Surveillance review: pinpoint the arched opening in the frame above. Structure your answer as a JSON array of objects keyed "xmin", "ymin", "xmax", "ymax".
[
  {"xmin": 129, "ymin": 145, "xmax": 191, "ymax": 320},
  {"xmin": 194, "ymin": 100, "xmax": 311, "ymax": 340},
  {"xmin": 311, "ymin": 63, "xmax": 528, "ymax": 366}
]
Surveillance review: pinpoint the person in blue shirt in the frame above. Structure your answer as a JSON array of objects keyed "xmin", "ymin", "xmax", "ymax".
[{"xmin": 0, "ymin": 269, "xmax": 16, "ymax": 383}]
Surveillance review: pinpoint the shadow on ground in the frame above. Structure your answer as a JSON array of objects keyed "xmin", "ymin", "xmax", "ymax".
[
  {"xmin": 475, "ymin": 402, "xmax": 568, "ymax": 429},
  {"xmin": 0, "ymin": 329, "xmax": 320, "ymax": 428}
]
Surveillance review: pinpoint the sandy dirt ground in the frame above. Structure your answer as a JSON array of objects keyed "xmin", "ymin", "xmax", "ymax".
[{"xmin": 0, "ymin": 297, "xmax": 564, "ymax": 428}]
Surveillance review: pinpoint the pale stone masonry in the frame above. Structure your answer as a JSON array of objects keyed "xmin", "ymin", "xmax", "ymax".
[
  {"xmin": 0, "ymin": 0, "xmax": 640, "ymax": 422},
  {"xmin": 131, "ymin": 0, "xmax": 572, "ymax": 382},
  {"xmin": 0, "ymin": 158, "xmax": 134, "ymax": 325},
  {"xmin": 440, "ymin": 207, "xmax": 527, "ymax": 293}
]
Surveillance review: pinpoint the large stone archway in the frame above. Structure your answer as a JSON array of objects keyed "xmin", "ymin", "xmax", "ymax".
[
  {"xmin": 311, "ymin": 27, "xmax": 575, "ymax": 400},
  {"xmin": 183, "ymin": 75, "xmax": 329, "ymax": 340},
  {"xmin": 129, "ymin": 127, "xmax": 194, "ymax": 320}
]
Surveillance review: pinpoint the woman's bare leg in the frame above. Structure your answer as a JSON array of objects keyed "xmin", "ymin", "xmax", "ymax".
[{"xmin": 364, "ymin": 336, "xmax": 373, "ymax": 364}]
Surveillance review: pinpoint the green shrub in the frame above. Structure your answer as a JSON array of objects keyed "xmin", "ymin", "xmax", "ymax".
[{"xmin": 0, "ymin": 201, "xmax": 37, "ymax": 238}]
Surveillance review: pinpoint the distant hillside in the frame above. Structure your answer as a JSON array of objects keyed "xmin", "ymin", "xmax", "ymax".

+--

GOAL OF THE EXERCISE
Return all of the data above line for line, without changing a single character.

SOLUTION TO THE EXERCISE
Surveillance review: pinpoint the arched opening in the frame above. Structure your answer as a JSON array of objects keyed "xmin", "ymin", "xmax", "ymax".
[
  {"xmin": 129, "ymin": 145, "xmax": 191, "ymax": 320},
  {"xmin": 194, "ymin": 100, "xmax": 311, "ymax": 340},
  {"xmin": 311, "ymin": 63, "xmax": 528, "ymax": 366}
]
Surveillance review: pinpoint the person in blue shirt in the frame above. Structure your answer as a JSON array of objects keyed "xmin", "ymin", "xmax", "ymax".
[{"xmin": 0, "ymin": 269, "xmax": 16, "ymax": 383}]
Surveillance review: pinpoint the shadow on ground in the frame above. Structure your answer as a JSON array of objects keyed "xmin", "ymin", "xmax", "ymax".
[
  {"xmin": 475, "ymin": 402, "xmax": 568, "ymax": 429},
  {"xmin": 0, "ymin": 329, "xmax": 320, "ymax": 428}
]
Surveillance review: pinpoint the sandy dirt ground in the frame above. Structure your answer as a JSON array of objects keyed "xmin", "ymin", "xmax", "ymax".
[{"xmin": 0, "ymin": 297, "xmax": 564, "ymax": 428}]
Surveillance review: pinpoint the pale stone masonry in the frame above. Structure your answer as a JSON array of objects keyed "xmin", "ymin", "xmax", "ymax".
[
  {"xmin": 0, "ymin": 0, "xmax": 640, "ymax": 422},
  {"xmin": 131, "ymin": 0, "xmax": 572, "ymax": 382},
  {"xmin": 0, "ymin": 158, "xmax": 134, "ymax": 325},
  {"xmin": 440, "ymin": 207, "xmax": 527, "ymax": 293}
]
Surveillance review: pinpoint the large stone archway in the frame above. Structure your answer as a JSON array of objects keyed "xmin", "ymin", "xmax", "ymax".
[
  {"xmin": 311, "ymin": 27, "xmax": 575, "ymax": 400},
  {"xmin": 183, "ymin": 75, "xmax": 329, "ymax": 340},
  {"xmin": 129, "ymin": 127, "xmax": 194, "ymax": 320}
]
Surveillance review: pinpoint the woman's bare leg in the frame above. Structure your answer as a JSON array of objects keyed "xmin", "ymin", "xmax", "ymax".
[{"xmin": 364, "ymin": 336, "xmax": 373, "ymax": 364}]
Surveillance review: pinpoint the green shrub in the frame above. Structure your answer as a JSON array of objects keyed "xmin", "ymin", "xmax", "ymax".
[{"xmin": 0, "ymin": 201, "xmax": 37, "ymax": 238}]
Surveillance review: pinpoint the distant hillside in the frame above. Structure your answer as a JSON array of objects keyed "xmin", "ymin", "xmax", "ymax".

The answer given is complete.